(Material for the task)

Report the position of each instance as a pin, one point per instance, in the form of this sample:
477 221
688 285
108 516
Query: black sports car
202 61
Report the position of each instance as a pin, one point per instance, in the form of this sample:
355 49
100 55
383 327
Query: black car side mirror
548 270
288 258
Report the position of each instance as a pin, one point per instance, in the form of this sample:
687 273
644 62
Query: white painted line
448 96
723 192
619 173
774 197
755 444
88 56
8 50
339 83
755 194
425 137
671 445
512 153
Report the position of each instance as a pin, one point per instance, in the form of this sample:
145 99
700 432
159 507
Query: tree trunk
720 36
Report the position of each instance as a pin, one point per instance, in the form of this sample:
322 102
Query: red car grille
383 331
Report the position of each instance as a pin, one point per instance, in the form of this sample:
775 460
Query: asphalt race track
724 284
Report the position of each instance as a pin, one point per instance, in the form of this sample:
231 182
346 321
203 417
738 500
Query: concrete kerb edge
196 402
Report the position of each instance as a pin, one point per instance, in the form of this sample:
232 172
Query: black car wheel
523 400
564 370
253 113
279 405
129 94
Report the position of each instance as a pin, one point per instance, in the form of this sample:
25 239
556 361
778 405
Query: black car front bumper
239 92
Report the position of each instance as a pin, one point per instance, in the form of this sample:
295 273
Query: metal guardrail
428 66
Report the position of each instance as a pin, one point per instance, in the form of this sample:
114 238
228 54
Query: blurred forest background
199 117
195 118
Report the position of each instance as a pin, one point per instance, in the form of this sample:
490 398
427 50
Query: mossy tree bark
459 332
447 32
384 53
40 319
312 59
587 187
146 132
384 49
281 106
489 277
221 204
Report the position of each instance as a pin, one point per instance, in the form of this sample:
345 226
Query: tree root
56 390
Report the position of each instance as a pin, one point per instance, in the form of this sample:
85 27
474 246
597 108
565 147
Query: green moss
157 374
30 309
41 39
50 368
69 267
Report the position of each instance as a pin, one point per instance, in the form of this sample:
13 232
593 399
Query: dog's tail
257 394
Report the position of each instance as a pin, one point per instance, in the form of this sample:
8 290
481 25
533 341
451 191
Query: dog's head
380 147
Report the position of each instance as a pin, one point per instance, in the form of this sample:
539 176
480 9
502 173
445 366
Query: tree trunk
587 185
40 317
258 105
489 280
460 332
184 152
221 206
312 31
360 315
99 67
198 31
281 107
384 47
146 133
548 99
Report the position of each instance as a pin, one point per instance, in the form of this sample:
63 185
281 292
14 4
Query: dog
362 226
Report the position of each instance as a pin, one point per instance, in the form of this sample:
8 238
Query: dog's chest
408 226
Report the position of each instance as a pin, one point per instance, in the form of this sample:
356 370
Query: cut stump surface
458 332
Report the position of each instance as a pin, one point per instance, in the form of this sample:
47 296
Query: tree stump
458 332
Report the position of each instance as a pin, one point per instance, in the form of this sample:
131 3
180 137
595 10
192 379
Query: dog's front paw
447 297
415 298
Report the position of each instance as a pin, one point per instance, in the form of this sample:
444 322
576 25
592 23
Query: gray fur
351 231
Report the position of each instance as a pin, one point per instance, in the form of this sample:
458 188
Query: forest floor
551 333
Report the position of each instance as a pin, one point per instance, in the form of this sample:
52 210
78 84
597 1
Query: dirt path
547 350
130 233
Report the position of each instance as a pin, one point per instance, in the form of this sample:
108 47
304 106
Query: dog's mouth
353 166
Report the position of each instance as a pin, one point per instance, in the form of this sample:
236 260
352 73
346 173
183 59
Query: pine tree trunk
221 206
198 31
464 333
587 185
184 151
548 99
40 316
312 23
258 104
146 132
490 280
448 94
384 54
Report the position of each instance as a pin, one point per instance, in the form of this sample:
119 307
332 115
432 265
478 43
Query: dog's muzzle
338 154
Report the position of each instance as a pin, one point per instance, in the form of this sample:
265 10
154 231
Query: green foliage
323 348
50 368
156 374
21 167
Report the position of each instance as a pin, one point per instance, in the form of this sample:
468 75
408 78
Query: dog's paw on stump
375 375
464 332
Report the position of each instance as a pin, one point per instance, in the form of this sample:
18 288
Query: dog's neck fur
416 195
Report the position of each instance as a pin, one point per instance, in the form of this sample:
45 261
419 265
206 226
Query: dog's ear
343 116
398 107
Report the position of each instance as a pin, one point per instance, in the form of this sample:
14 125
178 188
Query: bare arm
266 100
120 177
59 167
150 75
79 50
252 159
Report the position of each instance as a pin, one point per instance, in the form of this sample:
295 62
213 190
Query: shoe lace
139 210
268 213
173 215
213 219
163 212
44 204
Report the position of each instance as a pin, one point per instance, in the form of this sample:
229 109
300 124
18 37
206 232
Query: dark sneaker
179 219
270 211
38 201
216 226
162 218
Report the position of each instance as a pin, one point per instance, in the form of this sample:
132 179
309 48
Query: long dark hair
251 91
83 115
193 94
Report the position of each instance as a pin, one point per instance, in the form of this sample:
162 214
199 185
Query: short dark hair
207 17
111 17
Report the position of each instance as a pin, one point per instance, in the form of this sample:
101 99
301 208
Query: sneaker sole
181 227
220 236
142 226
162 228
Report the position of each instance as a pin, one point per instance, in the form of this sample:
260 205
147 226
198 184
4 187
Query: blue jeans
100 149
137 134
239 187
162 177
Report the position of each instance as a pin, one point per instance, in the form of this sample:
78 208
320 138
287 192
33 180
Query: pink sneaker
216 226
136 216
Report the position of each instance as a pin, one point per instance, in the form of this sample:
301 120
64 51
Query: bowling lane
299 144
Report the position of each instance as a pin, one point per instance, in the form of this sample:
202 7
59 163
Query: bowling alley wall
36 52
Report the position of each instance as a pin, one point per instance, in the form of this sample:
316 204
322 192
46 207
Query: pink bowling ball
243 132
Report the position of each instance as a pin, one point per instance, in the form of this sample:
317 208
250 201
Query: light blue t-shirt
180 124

(End Material for the task)

(Try it):
Reproduce each line above exactly.

(Expected output):
Report the position of each instance as a pin, one point per instance, in the form of this sample:
477 221
688 285
108 516
Query: black sports car
202 61
Report the position of each instance as a pin, one point per instance, in the form of this sample:
355 49
100 55
383 327
Query: black car side mirror
548 270
288 258
Report the position of each instance as a pin, one point per instance, in the form of this sample:
687 273
644 62
Query: white painted line
448 96
723 192
619 173
774 197
755 444
88 56
8 50
339 83
755 194
425 137
671 445
512 153
Report the position of each instance as a pin, one point per instance, in the form of this sample:
145 99
700 432
159 507
Query: tree trunk
720 36
Report the position of each instance as a pin, one point per instance, in the form of this sample:
322 102
Query: red car grille
383 331
Report the position of each instance as a pin, one point per instance, in the form of this sample:
775 460
Query: asphalt race track
724 284
Report the position of each instance as a pin, one point per instance, in the form of this sample:
231 182
346 321
203 417
738 500
Query: concrete kerb edge
196 402
Report the position of each instance as a pin, one point per instance, in the form of this sample:
232 172
Query: black car wheel
523 400
564 370
253 113
279 405
129 94
Report the position of each instance as a pin, one point per instance, in the form of this sample:
25 239
556 361
778 405
Query: black car front bumper
239 92
Report the position of each instance as a pin, one point per instance, in the form of this sample:
295 273
Query: metal guardrail
428 66
Report the position of each instance as a pin, one point per instance, in the form of this sample:
114 238
228 54
Query: blurred forest background
199 117
195 118
Report the position of each instance as a pin, one point per instance, in the form of this sample:
490 398
427 50
Query: mossy tree bark
459 332
447 32
384 53
40 319
312 59
587 187
146 132
384 49
281 106
489 277
221 204
Report the position of each instance as a pin, one point per instance, in the form of this sample:
345 226
Query: tree root
56 390
Report the position of each instance as a pin, one point per instance, in the form of this sample:
85 27
474 246
597 108
565 147
Query: green moss
157 374
30 309
41 39
50 368
69 267
Report the position of each instance as a pin, one point per instance, in the form of this sample:
13 232
593 399
Query: dog's tail
257 394
Report the position of each instance as a pin, one point per instance, in the form of this sample:
8 290
481 25
533 341
451 191
Query: dog's head
380 147
Report the position of each instance as a pin, one point per instance, in the form of this sample:
539 176
480 9
502 173
445 366
Query: tree trunk
587 185
40 317
258 105
489 280
460 332
184 152
221 206
312 31
360 315
99 67
198 31
281 107
384 47
146 133
548 99
Report the position of each instance as a pin, one point per instance, in the form of this sample:
63 185
281 292
14 4
Query: dog
362 226
Report the position of each instance as a pin, one point per instance, in the form of this sample:
8 238
Query: dog's chest
408 226
Report the position of each instance as a pin, one point per instance, in the form of this sample:
356 370
Query: cut stump surface
458 332
Report the position of each instance as a pin, one point per instance, in the form of this sample:
47 296
Query: tree stump
458 332
Report the position of each instance as a pin, one point per instance, in the form of this sample:
131 3
180 137
595 10
192 379
Query: dog's front paw
447 297
415 298
Report the position of each instance as a pin, one point per instance, in the form of this sample:
444 322
576 25
592 23
Query: gray fur
351 231
Report the position of each instance as a pin, one point per instance, in the form of this sample:
458 188
Query: forest floor
551 333
Report the position of each instance as a pin, one point per instance, in the form of this sample:
52 210
78 84
597 1
Query: dirt path
547 350
130 233
Report the position of each instance as a pin, one point per instance, in the form of this sample:
108 47
304 106
Query: dog's mouth
353 166
Report the position of each instance as a pin, one point per instance, in the form of this sample:
236 260
352 73
346 173
183 59
Query: pine tree trunk
221 206
198 31
464 333
587 185
184 151
548 99
40 316
312 23
258 104
146 132
490 280
448 94
384 54
Report the position of each instance as a pin, one point per instance, in the form of this sample:
119 307
332 115
432 265
478 43
Query: dog's muzzle
338 154
Report the position of each instance as a pin, one point per instance, in the form of this sample:
265 10
154 231
Query: green foliage
323 348
50 368
156 374
21 167
Report the position of each instance as a pin, one point per instance, in the form of this sample:
468 75
408 78
Query: dog's paw on stump
375 375
464 332
Report the position of each instance as a pin, one point per instance, in the form of this sample:
18 288
Query: dog's neck fur
416 195
Report the position of each instance as a pin, one point per instance, in the form of this sample:
45 261
419 265
206 226
Query: dog's ear
343 116
398 107
Report the position of each instance as a pin, one point per instance, in the form of this sample:
14 125
178 188
Query: bare arm
266 100
120 177
59 167
150 75
79 50
252 159
Report the position of each instance as a pin, one point per instance, in the form of this sample:
295 62
213 190
Query: shoe lace
139 210
268 213
173 215
213 219
163 212
44 204
Report the position of each instance as a pin, one point per instance, in the form of this sample:
229 109
300 124
18 37
206 232
Query: dark sneaker
179 219
270 211
38 201
216 226
162 218
Report the position of each instance as a pin, one point per instance, in the form of this sample:
132 179
309 48
Query: long dark hair
251 91
83 115
193 94
Report the position of each instance as a pin, one point per instance, in the form of this sample:
162 214
199 185
Query: short dark hair
207 17
111 17
Report the position of each instance as a pin, one point per instance, in the form of this sample:
101 99
301 208
Query: sneaker sole
181 227
220 236
142 226
162 228
Report the position of each instance as a pin, one point per instance, in the form of this sample:
260 205
147 226
198 184
4 187
Query: blue jeans
100 149
137 134
239 187
162 177
Report the position of each instance as a pin, one point per instance, in the form of this sample:
78 208
320 138
287 192
33 180
Query: pink sneaker
216 226
136 216
Report the position of each instance as a pin, one point per instance, in the form of this sample:
301 120
64 51
Query: bowling lane
299 144
Report the position of each instance as a pin, one point per instance, in the form of this sample:
202 7
59 163
Query: bowling alley wall
36 52
Report the position of each instance as a pin, one point per instance, in the form of this sample:
316 204
322 192
46 207
Query: pink bowling ball
243 132
Report the position of each instance as a pin, one point per instance, in the form of this sample:
317 208
250 201
Query: light blue t-shirt
180 124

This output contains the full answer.